═════ DATASET ROWS ═════
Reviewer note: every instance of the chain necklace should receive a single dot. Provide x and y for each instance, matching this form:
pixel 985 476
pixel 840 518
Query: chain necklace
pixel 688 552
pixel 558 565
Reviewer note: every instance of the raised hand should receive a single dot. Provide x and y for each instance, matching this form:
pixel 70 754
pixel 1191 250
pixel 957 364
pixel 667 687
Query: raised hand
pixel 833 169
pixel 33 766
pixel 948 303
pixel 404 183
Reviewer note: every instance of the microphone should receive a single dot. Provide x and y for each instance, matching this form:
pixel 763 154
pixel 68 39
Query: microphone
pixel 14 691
═════
═════ DATASET ROWS ═════
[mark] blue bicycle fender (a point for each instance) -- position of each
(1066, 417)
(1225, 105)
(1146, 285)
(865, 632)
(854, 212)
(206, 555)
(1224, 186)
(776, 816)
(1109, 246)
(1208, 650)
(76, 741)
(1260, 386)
═════
═════ DATASET ROWS ═════
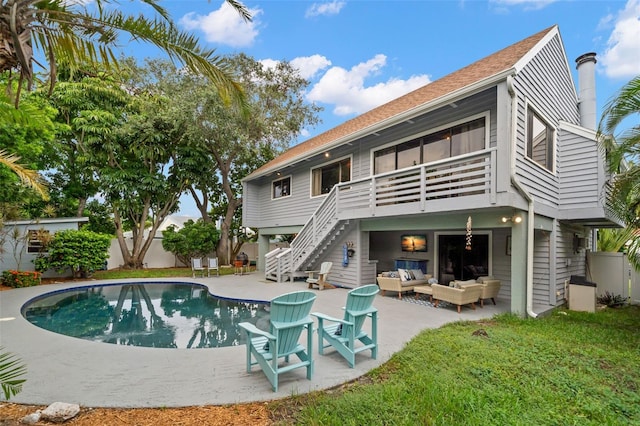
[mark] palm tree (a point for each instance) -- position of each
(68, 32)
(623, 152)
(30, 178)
═════
_WORK INSTRUCTIONS_
Can you rewrite the records from the line with "[mark] blue bicycle" up to and including the line with "(1260, 386)", putting "mudguard" in place of "fender" and leaving everything else the same?

_RESPONSE BELOW_
[mark] blue bicycle mudguard (a point for each instance) -- position of each
(1066, 417)
(1225, 105)
(1146, 285)
(865, 632)
(854, 212)
(206, 555)
(1224, 186)
(776, 816)
(1109, 246)
(1208, 650)
(76, 741)
(1260, 386)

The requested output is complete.